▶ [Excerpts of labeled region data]

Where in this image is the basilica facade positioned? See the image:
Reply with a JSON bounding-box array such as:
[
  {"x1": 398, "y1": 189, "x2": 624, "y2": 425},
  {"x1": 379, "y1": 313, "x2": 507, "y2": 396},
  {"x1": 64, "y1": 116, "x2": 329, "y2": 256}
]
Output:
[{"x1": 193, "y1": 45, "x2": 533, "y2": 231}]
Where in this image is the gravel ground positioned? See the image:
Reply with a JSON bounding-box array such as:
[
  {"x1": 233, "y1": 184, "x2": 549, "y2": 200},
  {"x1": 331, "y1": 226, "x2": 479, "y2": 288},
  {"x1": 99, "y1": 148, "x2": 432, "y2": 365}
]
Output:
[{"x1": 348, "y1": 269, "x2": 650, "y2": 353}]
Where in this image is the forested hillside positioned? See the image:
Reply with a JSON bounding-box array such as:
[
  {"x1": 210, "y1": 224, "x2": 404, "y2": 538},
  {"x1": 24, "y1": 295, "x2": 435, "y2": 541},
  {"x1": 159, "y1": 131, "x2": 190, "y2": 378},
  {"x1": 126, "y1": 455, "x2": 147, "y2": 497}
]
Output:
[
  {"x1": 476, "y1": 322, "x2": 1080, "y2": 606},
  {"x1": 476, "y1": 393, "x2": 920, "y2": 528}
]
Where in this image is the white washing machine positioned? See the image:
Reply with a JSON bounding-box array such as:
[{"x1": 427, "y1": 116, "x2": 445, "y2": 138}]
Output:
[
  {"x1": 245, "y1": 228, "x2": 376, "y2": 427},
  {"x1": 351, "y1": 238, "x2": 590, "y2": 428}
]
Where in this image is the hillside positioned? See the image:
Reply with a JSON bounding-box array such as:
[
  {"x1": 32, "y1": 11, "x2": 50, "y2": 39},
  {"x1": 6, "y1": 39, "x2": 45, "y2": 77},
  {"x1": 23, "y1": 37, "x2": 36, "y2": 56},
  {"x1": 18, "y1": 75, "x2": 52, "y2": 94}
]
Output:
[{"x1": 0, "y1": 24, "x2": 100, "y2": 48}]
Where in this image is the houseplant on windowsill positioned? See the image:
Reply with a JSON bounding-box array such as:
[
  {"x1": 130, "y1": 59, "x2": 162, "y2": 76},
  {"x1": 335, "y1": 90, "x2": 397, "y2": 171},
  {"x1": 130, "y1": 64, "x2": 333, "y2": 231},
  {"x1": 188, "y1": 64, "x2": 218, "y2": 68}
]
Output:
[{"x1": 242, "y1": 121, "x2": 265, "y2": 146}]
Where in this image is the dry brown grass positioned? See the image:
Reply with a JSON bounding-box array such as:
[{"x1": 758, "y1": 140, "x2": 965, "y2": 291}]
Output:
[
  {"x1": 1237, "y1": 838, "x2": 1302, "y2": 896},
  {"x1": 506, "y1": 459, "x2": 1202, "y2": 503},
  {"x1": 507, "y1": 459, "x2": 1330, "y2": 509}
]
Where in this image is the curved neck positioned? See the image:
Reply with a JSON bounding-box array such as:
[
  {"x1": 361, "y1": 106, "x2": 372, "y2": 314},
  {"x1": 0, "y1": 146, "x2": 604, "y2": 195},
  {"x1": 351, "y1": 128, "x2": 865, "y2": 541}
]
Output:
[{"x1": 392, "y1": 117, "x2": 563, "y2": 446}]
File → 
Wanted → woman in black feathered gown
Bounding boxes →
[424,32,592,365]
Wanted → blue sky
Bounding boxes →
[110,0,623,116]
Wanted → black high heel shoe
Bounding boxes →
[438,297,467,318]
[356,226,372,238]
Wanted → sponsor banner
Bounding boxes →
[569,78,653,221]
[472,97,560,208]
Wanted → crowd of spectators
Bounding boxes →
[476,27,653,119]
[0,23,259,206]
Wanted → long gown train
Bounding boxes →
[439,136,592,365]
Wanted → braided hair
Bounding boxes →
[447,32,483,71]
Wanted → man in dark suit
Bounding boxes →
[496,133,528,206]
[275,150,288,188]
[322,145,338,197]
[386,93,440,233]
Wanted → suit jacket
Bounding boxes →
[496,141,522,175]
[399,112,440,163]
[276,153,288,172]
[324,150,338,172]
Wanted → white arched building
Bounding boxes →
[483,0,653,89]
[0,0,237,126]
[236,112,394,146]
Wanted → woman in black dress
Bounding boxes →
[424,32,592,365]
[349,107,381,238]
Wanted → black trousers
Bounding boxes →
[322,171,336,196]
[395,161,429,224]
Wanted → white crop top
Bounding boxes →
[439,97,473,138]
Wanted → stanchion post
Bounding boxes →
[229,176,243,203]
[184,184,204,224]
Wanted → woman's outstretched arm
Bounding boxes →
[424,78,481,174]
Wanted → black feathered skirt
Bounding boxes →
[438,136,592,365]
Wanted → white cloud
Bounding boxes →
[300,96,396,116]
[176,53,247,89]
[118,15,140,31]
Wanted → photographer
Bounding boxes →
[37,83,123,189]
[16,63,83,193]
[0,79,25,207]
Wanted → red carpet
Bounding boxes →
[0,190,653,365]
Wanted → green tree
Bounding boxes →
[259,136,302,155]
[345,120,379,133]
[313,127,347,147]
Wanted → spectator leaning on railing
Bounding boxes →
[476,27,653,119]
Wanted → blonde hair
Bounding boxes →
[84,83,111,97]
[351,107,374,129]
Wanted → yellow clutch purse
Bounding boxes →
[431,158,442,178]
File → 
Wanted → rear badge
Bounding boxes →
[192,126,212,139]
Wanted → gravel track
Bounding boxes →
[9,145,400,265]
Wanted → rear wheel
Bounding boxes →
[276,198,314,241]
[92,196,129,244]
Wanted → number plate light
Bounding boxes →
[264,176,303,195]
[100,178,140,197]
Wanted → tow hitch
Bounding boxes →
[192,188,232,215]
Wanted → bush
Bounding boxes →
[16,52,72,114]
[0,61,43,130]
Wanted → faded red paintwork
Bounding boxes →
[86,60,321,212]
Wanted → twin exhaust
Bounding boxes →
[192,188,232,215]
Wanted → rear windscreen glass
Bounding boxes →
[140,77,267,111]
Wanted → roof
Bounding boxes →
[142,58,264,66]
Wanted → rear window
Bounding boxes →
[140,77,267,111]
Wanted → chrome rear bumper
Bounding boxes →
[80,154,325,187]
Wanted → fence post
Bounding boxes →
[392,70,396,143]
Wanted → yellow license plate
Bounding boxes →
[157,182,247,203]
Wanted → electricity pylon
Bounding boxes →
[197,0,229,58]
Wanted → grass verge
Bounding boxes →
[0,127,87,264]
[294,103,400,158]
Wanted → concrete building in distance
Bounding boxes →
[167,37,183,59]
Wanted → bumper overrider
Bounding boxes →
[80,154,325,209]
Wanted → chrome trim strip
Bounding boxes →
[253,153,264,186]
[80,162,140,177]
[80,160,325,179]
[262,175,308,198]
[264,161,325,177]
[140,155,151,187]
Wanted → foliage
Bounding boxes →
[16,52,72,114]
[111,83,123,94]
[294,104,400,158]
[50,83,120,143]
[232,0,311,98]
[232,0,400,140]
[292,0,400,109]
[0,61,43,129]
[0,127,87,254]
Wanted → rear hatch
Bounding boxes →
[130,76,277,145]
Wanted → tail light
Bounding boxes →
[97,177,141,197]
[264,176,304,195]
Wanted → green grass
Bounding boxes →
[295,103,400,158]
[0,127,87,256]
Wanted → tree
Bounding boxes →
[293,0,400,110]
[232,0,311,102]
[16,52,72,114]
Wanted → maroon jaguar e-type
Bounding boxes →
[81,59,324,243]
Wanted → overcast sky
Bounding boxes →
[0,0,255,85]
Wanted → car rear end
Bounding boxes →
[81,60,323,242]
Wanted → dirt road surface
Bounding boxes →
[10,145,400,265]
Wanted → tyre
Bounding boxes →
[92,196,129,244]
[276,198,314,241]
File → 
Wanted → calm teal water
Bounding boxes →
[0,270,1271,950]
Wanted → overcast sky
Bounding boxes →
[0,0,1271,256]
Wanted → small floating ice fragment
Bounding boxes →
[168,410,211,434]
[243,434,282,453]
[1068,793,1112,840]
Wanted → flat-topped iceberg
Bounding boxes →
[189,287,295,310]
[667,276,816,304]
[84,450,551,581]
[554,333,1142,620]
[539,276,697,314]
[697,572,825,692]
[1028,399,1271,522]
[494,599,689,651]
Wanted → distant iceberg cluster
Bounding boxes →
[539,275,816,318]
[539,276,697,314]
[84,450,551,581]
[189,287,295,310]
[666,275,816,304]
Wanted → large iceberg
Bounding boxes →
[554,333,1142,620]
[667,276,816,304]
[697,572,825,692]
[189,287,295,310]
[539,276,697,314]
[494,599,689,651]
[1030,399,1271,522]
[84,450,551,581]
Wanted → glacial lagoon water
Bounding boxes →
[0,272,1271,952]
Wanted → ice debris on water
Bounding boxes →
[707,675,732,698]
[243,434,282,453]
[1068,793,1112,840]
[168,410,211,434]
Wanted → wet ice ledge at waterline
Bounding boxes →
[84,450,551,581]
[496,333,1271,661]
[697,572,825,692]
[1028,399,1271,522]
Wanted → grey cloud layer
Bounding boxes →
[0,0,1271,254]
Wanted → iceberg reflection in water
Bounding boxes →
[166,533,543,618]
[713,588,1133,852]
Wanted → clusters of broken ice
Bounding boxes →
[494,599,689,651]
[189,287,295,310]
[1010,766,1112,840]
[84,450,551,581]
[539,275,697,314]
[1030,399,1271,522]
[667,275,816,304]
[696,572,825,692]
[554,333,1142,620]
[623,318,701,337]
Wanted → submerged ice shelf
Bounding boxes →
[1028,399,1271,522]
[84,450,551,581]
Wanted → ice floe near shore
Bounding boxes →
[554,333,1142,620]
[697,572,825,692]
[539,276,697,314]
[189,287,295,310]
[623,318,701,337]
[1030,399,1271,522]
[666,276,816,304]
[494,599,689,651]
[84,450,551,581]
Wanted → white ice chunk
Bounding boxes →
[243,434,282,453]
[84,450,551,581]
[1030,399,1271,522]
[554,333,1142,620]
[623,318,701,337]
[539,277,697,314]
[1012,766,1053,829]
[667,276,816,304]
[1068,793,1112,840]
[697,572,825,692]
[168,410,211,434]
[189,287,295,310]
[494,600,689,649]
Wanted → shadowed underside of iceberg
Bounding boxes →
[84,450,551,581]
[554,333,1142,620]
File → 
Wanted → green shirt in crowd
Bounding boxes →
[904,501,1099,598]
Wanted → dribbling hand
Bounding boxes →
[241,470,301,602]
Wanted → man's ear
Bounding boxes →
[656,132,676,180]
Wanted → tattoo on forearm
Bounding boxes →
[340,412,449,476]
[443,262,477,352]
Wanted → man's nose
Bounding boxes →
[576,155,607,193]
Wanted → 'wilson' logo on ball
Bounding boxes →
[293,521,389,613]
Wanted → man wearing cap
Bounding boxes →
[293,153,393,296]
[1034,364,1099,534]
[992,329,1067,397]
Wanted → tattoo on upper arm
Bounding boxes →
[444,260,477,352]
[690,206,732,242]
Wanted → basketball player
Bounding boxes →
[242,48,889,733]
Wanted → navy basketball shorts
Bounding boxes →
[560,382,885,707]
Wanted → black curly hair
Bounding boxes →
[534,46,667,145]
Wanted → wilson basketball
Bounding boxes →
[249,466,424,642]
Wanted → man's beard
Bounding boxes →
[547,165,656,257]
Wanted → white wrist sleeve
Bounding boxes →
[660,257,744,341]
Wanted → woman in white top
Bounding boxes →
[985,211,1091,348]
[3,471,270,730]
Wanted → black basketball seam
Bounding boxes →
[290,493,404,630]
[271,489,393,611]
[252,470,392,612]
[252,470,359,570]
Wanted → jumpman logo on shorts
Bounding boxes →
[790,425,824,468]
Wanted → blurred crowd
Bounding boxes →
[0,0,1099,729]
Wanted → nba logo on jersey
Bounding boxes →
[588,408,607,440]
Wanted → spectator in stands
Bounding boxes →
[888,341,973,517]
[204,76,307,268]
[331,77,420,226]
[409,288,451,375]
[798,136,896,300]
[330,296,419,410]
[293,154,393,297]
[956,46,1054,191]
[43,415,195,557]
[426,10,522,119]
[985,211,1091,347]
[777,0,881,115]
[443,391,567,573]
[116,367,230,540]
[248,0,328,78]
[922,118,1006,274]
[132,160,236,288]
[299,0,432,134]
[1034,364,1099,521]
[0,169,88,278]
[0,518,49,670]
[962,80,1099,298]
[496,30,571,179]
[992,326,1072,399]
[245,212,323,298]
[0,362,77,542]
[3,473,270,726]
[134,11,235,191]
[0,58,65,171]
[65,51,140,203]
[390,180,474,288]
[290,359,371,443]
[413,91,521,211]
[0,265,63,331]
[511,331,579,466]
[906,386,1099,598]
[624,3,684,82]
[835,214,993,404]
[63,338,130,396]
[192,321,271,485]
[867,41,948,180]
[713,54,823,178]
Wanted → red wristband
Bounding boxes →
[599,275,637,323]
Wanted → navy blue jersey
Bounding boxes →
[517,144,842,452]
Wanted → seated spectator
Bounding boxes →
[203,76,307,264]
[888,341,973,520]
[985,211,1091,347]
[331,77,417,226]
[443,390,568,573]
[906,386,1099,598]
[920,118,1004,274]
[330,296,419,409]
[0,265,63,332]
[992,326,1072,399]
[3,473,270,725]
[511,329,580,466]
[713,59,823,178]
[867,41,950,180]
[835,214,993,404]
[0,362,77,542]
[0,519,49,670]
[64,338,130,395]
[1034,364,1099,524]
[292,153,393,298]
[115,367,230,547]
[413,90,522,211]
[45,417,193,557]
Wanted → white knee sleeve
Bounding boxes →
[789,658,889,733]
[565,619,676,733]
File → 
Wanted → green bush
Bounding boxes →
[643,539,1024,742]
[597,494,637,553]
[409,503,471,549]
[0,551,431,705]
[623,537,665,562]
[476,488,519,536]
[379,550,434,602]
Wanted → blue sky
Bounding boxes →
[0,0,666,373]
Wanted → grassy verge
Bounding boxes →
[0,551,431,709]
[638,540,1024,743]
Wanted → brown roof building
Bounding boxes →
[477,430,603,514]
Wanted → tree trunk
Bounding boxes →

▶ [EXERCISE]
Find every line in the data above that contains the word "crowd", and copy each one. Treat uppercase and lowercase letters as different.

▶ [FINAL ANSWER]
Wanted → crowd of spectators
Wanted → green shirt in crowd
Wanted → blurred crowd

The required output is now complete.